======== INPUT ========

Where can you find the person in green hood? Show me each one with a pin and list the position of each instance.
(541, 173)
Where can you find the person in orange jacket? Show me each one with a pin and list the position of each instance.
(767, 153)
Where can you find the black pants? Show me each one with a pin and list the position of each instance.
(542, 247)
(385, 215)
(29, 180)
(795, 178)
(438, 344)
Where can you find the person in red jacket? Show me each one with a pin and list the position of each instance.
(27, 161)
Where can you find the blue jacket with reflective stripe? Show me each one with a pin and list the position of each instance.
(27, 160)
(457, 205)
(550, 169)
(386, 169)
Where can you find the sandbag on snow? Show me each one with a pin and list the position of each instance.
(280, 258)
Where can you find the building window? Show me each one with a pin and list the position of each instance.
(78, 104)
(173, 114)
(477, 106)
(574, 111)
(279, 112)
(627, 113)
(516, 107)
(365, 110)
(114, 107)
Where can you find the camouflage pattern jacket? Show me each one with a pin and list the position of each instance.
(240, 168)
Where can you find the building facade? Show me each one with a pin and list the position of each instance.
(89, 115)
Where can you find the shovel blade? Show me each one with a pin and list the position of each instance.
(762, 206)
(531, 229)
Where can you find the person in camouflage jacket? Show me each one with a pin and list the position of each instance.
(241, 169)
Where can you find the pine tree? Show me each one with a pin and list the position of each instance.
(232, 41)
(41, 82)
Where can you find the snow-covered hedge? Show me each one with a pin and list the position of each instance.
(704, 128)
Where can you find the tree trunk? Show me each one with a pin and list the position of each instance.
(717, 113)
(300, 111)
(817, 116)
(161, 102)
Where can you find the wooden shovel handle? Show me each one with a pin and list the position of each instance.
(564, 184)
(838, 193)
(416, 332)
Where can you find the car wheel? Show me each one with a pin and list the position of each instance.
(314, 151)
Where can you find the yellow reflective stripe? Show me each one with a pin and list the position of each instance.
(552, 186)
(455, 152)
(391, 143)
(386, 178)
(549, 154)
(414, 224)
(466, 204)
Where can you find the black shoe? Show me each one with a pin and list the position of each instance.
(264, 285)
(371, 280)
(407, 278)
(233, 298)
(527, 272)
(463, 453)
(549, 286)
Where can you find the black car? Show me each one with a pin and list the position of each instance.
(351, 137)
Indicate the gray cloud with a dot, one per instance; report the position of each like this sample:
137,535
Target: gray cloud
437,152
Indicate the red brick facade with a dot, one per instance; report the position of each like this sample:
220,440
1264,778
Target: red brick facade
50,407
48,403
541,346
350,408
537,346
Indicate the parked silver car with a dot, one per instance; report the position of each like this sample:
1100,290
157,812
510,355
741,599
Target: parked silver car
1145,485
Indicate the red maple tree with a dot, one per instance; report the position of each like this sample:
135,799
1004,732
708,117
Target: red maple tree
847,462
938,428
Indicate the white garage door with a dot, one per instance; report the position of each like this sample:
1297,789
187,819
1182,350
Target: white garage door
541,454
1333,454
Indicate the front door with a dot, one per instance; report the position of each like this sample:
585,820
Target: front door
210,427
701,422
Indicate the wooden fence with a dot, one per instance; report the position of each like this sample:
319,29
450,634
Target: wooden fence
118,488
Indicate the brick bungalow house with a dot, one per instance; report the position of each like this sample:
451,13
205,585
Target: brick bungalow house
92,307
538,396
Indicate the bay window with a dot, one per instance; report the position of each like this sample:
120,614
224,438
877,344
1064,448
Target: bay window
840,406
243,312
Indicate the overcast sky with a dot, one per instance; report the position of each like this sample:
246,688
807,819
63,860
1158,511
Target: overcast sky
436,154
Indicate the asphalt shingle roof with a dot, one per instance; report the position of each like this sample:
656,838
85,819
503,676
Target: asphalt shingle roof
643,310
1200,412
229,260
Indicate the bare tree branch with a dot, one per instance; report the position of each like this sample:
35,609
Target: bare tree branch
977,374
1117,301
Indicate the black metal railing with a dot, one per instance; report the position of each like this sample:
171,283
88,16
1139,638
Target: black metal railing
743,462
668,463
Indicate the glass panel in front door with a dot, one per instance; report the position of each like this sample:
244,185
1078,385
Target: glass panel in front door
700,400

========

Write each line above out exactly.

▶ [ANSWER TO THE PROBLEM]
Where can you find the person in green hood? Show me each one with a pin and list the position of each instance.
(541, 173)
Where can you find the person in orange jacket? Show me each one with a pin and list the position of each instance.
(767, 153)
Where can you find the black pants? Show me each one with a pin and list the position of each instance.
(542, 247)
(385, 215)
(29, 180)
(795, 178)
(438, 344)
Where can you find the person in red jacket? Show me each one with a pin and list the position of each instance.
(27, 161)
Where can you find the blue jacket with reflective stripe? Show me each one with a pin and list the position of each instance.
(27, 160)
(457, 205)
(550, 169)
(386, 169)
Where can you find the sandbag on snow? Show me each one with a pin and list the position of each instance.
(280, 258)
Where can you find the building window? Show me each one with a pin and list the position of each instance.
(78, 104)
(173, 114)
(477, 106)
(574, 111)
(279, 112)
(627, 113)
(516, 107)
(365, 110)
(114, 107)
Where can you find the camouflage pattern jacket? Show me each one with a pin and list the position of each instance.
(240, 168)
Where can you find the building facade? Show me each one with a pin and list the position of each instance.
(89, 115)
Where can you find the shovel blade? Show me each one with a pin and list the position of each instance.
(762, 206)
(531, 229)
Where can you find the person in camouflage jacket? Show me each one with a pin and list the position of each instance.
(241, 169)
Where can you find the pine tree? Show me each one with a pin and list the position of each instance.
(232, 41)
(41, 82)
Where can you find the snow-covered hedge? Show me each one with a pin and list the position of each instance.
(704, 128)
Where can you find the tree trunk? Show me each one with a pin and list the position of each instance.
(717, 113)
(300, 111)
(817, 116)
(161, 102)
Where can you find the wooden shovel handle? Show me each one with a pin and list the position of each instance.
(564, 184)
(838, 193)
(416, 332)
Where can you find the car wheel? Show me each one with a pin and list the position of each instance.
(314, 151)
Where can you find the yellow reflective stripe? Show me each one with a pin and list the position of each instance.
(552, 186)
(455, 152)
(391, 143)
(386, 178)
(549, 154)
(414, 224)
(466, 204)
Where can you find the black shoe? Show me each one with a pin and list the position of each instance.
(264, 285)
(371, 280)
(407, 278)
(233, 298)
(527, 272)
(463, 453)
(549, 286)
Where can you find the black car? Show me each one with a pin and list the position of each instance.
(351, 137)
Indicate the gray cloud with a dot, one per instance; report the position of each like this sample:
137,535
Target: gray cloud
437,152
Indicate the red brick facade with a dot, one per instance; report the position of each like this sample:
220,440
1264,778
Target: red brick facade
50,407
48,403
541,346
350,408
537,346
Indicate the parked silver car with a dot, one per instance; report the position of each like this sample:
1100,290
157,812
510,355
741,599
Target: parked silver car
1145,485
Indicate the red maple tree with a dot, one per instance; report the position of each like this sample:
135,799
1004,732
708,117
Target: red maple tree
847,462
938,428
Indicate the white garage door with a dot, one per instance; report the position of each like this sample:
1297,789
187,819
1182,350
Target: white garage door
541,454
1333,454
Indicate the front door with a dot, one per instance; report the position of each like this sample:
585,820
Target: front door
210,427
701,422
Indicate the wooden fence with a dot, one per instance; report the position of each like this sample:
319,29
450,634
Target: wooden fence
118,488
Indicate the brick bungalow house with a dot, one per instance; report the position of each like this sample:
451,13
205,585
Target: brick bungalow house
92,307
538,396
Indicate the bay window with a dot, one per instance; report the position of each like this sample:
120,614
224,438
877,344
1064,448
Target: bay window
840,406
243,312
Indicate the overcast sky with a dot, one per instance; report the position of each like this sample:
246,688
807,819
63,860
1158,511
Target: overcast sky
436,154
Indicate the asphalt shingle roof with a dot, one per instance; report the position of each like this sample:
656,838
85,819
503,676
Target: asphalt shingle roof
643,310
1200,412
229,260
Indicate the bare tree branch with a dot, one per instance; report the position of each like this sample:
35,609
Target: bare tree branch
977,374
1117,301
Indicate the black metal railing with a dot, one per instance; report the position of each like this sample:
171,283
88,16
1139,638
Target: black metal railing
743,462
668,463
Indicate the glass panel in front door with a dot, one per instance; report the position of each like this sample:
244,185
1078,385
Target: glass panel in front door
700,400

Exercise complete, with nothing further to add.